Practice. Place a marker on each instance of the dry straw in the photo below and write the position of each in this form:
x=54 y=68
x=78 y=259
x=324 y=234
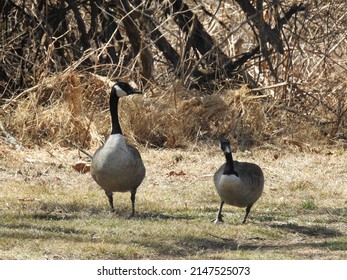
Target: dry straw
x=75 y=107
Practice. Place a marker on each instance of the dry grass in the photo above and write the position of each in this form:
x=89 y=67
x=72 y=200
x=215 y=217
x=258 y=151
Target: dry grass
x=50 y=211
x=75 y=107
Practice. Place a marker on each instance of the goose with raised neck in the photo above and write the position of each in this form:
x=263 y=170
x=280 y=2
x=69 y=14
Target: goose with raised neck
x=117 y=166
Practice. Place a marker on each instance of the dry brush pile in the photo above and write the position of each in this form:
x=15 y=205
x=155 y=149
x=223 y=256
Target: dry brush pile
x=256 y=71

> Exercise:
Convert all of the records above into a numbered list, one line per number, with blank lines and the pictures left out.

> The solution:
1. Practice. Place a marker on each instance of the dry straw in the photo below and write the position of each in this form:
2. x=54 y=68
3. x=78 y=259
4. x=324 y=234
5. Target: dry straw
6. x=75 y=107
7. Practice. Place a marker on each instance of the dry grass in the photo above and write the position of each in this form:
8. x=89 y=67
9. x=72 y=200
10. x=215 y=217
11. x=258 y=151
12. Target: dry grass
13. x=50 y=211
14. x=75 y=107
15. Practice. Place a marker on each instance of the goose with raised neck in the photo above and write the position of each in this form:
16. x=263 y=170
17. x=280 y=2
18. x=69 y=14
19. Target: goose with raised neck
20. x=117 y=166
21. Practice. Place a marker on each instance of the dry brush pile in the photo above and write the position of each in this form:
22. x=15 y=205
23. x=155 y=149
24. x=223 y=256
25. Target: dry brush pile
26. x=256 y=71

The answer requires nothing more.